Job:
Please report each line of the listing below that contains the word "green", copying every such line in full. Letter case matters when matching.

▬▬▬▬▬▬▬▬▬▬

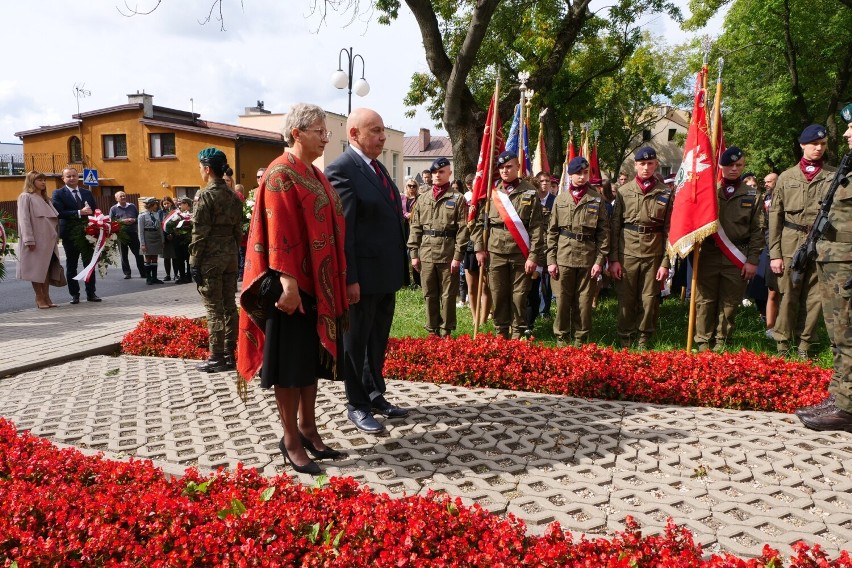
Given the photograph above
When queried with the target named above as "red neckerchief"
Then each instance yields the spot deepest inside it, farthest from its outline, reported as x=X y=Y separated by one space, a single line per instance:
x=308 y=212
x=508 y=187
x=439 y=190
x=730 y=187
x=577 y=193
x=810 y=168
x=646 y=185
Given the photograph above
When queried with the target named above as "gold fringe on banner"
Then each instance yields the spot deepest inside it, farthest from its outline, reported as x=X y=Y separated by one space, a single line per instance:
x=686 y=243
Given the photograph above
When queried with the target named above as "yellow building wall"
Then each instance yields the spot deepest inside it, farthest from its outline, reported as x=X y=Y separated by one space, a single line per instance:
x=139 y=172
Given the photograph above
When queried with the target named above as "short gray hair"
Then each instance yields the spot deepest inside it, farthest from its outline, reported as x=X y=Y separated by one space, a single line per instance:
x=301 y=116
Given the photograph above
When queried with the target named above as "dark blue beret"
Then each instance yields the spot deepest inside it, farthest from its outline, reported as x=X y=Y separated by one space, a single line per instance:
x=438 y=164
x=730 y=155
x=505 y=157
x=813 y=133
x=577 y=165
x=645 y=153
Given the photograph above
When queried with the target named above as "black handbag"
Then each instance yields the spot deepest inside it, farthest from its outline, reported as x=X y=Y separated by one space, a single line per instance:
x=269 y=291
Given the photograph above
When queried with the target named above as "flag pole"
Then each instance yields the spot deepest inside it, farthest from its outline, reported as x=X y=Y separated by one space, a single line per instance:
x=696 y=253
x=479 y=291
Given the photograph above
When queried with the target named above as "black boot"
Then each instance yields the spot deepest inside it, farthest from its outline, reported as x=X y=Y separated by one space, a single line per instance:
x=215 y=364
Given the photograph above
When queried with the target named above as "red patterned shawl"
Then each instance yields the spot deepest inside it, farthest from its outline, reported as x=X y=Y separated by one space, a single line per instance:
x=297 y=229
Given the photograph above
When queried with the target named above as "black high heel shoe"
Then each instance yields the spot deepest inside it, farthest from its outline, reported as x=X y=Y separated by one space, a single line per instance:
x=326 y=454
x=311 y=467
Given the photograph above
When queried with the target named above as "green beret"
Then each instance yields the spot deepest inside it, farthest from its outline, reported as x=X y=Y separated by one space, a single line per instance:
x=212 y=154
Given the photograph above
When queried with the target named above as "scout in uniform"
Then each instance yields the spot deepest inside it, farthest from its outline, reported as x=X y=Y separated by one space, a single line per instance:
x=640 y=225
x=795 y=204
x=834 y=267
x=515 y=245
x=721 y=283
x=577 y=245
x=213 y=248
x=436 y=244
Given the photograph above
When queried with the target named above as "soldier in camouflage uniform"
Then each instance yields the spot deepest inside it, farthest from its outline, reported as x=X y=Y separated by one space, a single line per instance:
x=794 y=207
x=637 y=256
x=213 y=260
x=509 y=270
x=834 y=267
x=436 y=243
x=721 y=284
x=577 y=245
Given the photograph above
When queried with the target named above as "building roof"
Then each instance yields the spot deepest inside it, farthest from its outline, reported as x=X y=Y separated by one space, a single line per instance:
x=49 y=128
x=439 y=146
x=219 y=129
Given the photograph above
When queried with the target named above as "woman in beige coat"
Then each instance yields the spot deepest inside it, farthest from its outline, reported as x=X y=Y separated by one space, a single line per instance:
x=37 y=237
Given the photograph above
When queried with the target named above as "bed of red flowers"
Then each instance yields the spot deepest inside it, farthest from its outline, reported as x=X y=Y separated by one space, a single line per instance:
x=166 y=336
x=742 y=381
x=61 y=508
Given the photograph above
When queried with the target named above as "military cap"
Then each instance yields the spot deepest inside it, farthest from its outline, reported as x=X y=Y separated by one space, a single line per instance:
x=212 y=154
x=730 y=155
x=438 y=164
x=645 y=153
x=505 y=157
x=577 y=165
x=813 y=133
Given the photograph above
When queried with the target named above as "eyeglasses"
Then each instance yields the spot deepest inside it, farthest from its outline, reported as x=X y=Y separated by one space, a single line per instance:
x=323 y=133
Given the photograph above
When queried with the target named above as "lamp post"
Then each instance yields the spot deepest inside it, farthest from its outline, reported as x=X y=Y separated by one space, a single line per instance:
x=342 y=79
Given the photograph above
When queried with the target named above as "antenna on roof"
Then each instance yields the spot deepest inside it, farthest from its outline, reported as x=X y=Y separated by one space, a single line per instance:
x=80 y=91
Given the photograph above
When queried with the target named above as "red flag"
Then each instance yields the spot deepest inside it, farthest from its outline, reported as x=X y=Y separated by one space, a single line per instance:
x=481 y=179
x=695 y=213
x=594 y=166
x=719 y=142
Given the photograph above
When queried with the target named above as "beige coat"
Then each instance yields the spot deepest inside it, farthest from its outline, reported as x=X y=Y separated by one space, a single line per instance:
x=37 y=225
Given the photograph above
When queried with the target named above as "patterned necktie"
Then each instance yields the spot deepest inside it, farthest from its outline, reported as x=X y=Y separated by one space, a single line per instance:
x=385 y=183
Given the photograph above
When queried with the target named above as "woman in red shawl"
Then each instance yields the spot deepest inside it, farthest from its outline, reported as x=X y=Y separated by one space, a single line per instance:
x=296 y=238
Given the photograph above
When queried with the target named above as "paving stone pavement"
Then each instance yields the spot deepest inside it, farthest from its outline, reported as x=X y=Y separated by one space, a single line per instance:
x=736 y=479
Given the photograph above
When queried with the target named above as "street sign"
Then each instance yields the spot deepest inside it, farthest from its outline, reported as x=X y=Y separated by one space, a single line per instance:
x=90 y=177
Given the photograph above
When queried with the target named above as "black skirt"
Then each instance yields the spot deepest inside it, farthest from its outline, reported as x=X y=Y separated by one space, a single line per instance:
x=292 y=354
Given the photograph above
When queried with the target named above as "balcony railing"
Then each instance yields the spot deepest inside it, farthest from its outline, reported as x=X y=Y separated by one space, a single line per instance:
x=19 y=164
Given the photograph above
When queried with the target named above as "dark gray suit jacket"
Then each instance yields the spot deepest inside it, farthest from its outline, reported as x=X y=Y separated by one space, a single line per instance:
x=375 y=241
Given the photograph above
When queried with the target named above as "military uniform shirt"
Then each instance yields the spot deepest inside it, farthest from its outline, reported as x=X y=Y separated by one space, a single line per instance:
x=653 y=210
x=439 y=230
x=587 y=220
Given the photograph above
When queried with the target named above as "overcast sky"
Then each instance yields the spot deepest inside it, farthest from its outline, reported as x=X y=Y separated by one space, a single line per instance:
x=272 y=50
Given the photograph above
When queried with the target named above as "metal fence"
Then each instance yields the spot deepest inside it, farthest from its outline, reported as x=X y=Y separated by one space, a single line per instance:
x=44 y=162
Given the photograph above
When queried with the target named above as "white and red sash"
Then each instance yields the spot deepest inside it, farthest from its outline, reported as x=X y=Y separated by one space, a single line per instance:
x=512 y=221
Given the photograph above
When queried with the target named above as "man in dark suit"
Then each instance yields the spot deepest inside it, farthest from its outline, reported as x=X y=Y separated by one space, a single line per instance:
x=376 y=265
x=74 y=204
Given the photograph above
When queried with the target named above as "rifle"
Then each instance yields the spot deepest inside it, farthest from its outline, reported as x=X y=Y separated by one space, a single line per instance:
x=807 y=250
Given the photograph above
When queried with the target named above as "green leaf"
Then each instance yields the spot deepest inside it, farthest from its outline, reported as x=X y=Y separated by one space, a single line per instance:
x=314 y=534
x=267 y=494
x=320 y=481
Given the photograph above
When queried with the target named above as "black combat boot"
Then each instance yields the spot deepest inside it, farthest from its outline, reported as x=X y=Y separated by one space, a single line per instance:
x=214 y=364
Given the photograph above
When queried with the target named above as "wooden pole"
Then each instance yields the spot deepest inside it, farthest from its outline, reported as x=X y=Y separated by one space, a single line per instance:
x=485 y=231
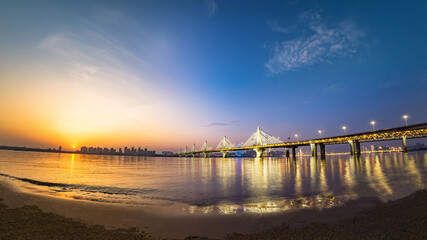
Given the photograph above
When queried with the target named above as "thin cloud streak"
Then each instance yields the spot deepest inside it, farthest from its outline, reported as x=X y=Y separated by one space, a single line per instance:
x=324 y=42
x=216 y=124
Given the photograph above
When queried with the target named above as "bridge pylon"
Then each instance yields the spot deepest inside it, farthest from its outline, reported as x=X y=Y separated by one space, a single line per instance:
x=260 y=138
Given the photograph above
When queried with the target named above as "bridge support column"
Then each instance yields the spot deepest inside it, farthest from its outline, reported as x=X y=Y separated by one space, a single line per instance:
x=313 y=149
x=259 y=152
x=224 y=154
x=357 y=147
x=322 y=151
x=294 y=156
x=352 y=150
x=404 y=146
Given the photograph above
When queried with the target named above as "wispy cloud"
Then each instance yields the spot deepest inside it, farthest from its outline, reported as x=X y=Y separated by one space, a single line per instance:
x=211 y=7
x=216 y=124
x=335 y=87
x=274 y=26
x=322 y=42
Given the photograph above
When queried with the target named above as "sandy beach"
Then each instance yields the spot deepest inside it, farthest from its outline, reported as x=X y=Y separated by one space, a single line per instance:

▬▬▬▬▬▬▬▬▬▬

Response:
When queried with the target named above as "green beret"
When queried with the target named above as "green leaf"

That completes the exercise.